§ Task objective: Copy the data below verbatim, leaving no line out.

Items from a dataset
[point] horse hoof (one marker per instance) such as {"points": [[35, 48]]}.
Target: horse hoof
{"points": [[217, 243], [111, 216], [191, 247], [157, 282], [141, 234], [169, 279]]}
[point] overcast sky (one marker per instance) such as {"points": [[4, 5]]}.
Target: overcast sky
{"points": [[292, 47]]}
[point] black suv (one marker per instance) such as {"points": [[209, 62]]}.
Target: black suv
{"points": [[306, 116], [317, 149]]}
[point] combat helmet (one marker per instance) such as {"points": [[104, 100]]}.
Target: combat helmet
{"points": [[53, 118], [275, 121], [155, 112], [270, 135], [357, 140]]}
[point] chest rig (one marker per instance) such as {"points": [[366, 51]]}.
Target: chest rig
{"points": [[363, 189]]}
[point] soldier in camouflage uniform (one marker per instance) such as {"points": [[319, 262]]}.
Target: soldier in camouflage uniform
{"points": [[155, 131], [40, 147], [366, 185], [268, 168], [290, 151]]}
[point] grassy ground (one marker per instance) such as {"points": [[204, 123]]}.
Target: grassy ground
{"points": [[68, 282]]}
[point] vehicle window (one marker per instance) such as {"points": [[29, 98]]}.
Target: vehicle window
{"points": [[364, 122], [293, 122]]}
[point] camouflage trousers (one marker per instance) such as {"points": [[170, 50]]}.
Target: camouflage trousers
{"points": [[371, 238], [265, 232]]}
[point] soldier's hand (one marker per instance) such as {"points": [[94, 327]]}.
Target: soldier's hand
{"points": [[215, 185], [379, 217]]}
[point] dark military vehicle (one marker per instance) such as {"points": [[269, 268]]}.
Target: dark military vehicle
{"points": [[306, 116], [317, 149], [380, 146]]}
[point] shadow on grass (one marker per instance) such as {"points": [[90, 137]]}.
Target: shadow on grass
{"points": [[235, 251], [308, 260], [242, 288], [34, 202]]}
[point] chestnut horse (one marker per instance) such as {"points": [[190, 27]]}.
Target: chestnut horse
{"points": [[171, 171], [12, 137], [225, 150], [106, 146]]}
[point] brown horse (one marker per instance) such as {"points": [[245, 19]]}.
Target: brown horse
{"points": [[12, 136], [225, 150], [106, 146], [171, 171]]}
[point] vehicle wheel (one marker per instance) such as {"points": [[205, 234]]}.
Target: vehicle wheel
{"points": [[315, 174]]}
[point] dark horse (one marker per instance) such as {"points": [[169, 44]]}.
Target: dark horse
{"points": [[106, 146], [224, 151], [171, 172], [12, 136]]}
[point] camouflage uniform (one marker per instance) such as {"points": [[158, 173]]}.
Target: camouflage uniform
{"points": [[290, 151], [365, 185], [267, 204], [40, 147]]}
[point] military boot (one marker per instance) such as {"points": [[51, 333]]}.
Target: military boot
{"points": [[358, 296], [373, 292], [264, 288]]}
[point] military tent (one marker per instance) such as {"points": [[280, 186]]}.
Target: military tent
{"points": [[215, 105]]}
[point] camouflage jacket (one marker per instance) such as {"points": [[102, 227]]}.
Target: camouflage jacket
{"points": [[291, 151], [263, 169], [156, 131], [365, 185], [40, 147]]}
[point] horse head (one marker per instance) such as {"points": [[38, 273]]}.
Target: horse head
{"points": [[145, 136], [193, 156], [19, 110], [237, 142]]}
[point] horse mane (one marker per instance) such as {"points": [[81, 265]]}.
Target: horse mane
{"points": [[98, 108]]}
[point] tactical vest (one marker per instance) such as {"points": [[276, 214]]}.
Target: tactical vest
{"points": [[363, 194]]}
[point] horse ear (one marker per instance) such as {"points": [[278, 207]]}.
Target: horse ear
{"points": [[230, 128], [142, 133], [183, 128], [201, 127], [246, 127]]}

§ Your response:
[point] horse hoof (one marker per instance) such as {"points": [[35, 48]]}.
Target: horse hoof
{"points": [[217, 243], [111, 216], [191, 247], [157, 282], [141, 234], [169, 279]]}
[point] overcast sky (one marker per instance) such as {"points": [[4, 5]]}.
Target: overcast sky
{"points": [[292, 47]]}
[point] black suv (one marker per instance) such as {"points": [[209, 62]]}.
Target: black suv
{"points": [[306, 116], [317, 149]]}
[point] combat helmet (one marker per instance) such as {"points": [[104, 100]]}.
Target: combat helmet
{"points": [[53, 118], [275, 121], [155, 112], [270, 135], [357, 140]]}
[point] chest rig (one marker per instance) such as {"points": [[366, 51]]}.
Target: chest rig
{"points": [[363, 189]]}
[point] soldier in camouflage uniform (one marker per instance) such as {"points": [[319, 262]]}.
Target: soldier in camouflage uniform
{"points": [[155, 131], [40, 147], [366, 185], [268, 168], [290, 151]]}
[point] grassy ground (one marker per instance) such as {"points": [[204, 123]]}.
Target: grassy ground
{"points": [[68, 282]]}
[point] vehicle window (one marker per instance) such as {"points": [[29, 98]]}.
Target: vehicle window
{"points": [[364, 122], [293, 122]]}
[point] camouflage trousers (one marker per instance) such as {"points": [[170, 50]]}.
Target: camouflage trousers
{"points": [[371, 238], [265, 232]]}
[point] soldier's hand (one marker per instance) such as {"points": [[94, 327]]}.
Target: soldier's hand
{"points": [[215, 185], [379, 217]]}
[point] dark military vehicle (one marker per instance) such as {"points": [[269, 268]]}.
Target: dark military vehicle
{"points": [[306, 116], [317, 149], [380, 146]]}
[point] shadow on grass (one marker per instance) such as {"points": [[90, 137]]}.
Target: shadow on grass
{"points": [[235, 251], [308, 260], [242, 288], [34, 202]]}
[point] chestnut horse (one marker per instance) such as {"points": [[190, 27]]}.
Target: chestnut horse
{"points": [[171, 171], [12, 137], [225, 150], [106, 146]]}
[point] brown horse (one marker per instance) such as {"points": [[245, 19]]}.
Target: brown horse
{"points": [[12, 136], [225, 150], [106, 146], [171, 171]]}
[point] vehicle wheel (one marker per instance) such as {"points": [[205, 234]]}.
Target: vehicle wheel
{"points": [[315, 174]]}
[point] dark horse (one marker per instance) such as {"points": [[169, 44]]}.
Target: dark horse
{"points": [[106, 146], [224, 151], [171, 172], [12, 136]]}
[point] camouflage uniform (one marker per instance) such as {"points": [[158, 173]]}.
Target: camouflage uniform
{"points": [[290, 151], [365, 185], [267, 204], [40, 147]]}
[point] military boot (one marker per instance) such as {"points": [[51, 333]]}.
Target: military boot
{"points": [[358, 296], [373, 292], [264, 288]]}
[point] military tent (one marker per instance) such as {"points": [[280, 186]]}.
Target: military tent
{"points": [[215, 105]]}
[point] camouflage jacket (one marker per instance) such as {"points": [[102, 227]]}.
Target: camouflage jacket
{"points": [[291, 151], [263, 169], [156, 131], [365, 185], [40, 147]]}
[point] horse head (one marker per instance) such as {"points": [[38, 273]]}.
Target: horse head
{"points": [[145, 136], [193, 156], [19, 110], [237, 142]]}
[point] horse mane (one marker per instance) such as {"points": [[81, 265]]}.
Target: horse mane
{"points": [[98, 108]]}
[point] tactical vest (one marker per instance) such as {"points": [[276, 214]]}.
Target: tactical vest
{"points": [[363, 194]]}
[point] horse ear (one marker per instance) such as {"points": [[278, 207]]}.
Target: horse ear
{"points": [[230, 128], [142, 133], [183, 128], [201, 127], [246, 127]]}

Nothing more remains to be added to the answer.